Start of Text passage
Terry Mattingly is our resident Mister Rogers expert here at GetReligion.

Most recently, he posted — and talked — about the spiritual implications of the late Presbyterian pastor’s “neighborhood.” All the discussion is, of course, tied to Friday’s opening of “A Beautiful Day in the Neighborhood,” starring Tom Hanks as Mister Rogers.

In tmatt’s recent post, he lamented a New York Times feature that “dug deep into the personality and career of Hanks and his take on Rogers — while avoiding key facts about faith and beliefs.”

Which leads me to today’s post on a lovely Associated Press story that incorporates Rogers’ faith at various points throughout the piece — including the headline, which declares:

Across Mister Rogers’ actual neighborhoods, his faith echoes

So yes, Rogers’ religion definitely figures in this retrospective profile — even if AP’s story by veteran journalist Ted Anthony doesn’t focus entirely on that angle.
End of Text passage
* **Work to complete**
Write what comes next in the text about Mister Rogers coverage, picking up after its last sentence. The items that follow have no connection to the text about Mister Rogers.
Start of Entries supplied
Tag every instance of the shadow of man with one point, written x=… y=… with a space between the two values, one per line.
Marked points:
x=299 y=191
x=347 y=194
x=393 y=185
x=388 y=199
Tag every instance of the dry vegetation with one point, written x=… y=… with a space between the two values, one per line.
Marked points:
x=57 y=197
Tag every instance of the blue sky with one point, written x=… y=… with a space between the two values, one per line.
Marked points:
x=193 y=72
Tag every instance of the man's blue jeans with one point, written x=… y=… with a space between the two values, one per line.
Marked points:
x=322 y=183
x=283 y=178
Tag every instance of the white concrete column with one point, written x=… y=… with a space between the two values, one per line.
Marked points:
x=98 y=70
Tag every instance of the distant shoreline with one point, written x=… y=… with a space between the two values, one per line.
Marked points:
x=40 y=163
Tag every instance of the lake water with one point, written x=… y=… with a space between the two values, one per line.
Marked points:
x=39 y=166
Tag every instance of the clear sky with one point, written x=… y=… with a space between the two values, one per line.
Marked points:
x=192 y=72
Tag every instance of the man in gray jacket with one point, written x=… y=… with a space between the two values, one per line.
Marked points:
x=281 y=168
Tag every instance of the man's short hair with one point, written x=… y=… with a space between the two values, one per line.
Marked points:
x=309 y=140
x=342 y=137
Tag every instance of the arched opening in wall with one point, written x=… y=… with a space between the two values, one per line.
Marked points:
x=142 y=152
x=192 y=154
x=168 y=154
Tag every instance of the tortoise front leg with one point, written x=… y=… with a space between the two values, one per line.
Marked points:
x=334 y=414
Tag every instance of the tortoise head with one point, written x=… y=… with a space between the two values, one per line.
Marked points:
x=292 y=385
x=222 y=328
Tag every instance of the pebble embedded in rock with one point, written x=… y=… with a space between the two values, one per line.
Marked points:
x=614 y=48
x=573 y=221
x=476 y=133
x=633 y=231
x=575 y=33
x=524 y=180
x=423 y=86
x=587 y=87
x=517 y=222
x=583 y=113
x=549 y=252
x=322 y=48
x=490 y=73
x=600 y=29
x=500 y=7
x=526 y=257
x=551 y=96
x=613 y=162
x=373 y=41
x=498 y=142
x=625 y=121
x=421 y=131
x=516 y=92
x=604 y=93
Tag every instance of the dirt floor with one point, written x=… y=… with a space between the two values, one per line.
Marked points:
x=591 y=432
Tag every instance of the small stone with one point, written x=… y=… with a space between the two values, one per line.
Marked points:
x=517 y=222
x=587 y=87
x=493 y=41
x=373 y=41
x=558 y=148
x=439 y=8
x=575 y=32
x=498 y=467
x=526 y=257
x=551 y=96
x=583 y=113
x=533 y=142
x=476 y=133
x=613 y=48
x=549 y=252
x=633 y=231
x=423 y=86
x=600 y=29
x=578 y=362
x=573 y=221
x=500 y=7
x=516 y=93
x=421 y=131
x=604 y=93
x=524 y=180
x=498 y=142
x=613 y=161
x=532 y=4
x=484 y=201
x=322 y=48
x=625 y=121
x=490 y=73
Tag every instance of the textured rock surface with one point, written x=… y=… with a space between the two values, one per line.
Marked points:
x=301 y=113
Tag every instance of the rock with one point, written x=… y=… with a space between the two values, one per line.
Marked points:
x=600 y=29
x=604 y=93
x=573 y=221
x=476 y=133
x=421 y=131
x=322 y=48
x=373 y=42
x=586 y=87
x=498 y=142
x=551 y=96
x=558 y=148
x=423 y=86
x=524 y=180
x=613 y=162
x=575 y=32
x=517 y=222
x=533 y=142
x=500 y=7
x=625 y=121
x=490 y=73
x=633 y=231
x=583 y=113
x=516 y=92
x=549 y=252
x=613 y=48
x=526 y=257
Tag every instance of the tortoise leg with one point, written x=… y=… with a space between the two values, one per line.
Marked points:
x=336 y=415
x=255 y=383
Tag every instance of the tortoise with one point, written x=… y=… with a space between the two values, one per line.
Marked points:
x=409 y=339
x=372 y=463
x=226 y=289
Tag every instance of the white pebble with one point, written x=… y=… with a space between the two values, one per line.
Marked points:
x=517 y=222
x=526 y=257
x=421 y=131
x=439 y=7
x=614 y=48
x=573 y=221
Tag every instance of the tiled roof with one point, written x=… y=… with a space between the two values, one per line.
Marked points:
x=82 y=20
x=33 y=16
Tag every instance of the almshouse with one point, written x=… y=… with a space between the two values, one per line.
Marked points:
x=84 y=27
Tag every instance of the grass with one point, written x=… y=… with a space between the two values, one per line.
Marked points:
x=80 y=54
End of Entries supplied
* **Reply**
Right from the top, the writing is lively and colorful:

PITTSBURGH (AP) — His TV neighborhood, was, of course, a realm of make believe — a child’s-eye view of community summoned into being by an oddly understanding adult, cobbled together from a patchwork of stage sets, model houses and pure, unsullied love.

Visiting it each day, with Mister Rogers as guide, you’d learn certain lessons: Believe you’re special. Regulate your emotions. Have a sense of yourself. Be kind.

And one more. It was always there, always implied: Respect and understand the people and places around you so you can become a contributing, productive member of YOUR neighborhood.

Fred Rogers’ ministry of neighboring is global now, and the Tom Hanks movie premiering this week only amplifies his ideals. But at home, in Pittsburgh, Mister Rogers moved through real neighborhoods — the landscape of his life, the places he visited to show children what daily life meant.

Did you catch that? “Fred Rogers’ ministry of neighboring …”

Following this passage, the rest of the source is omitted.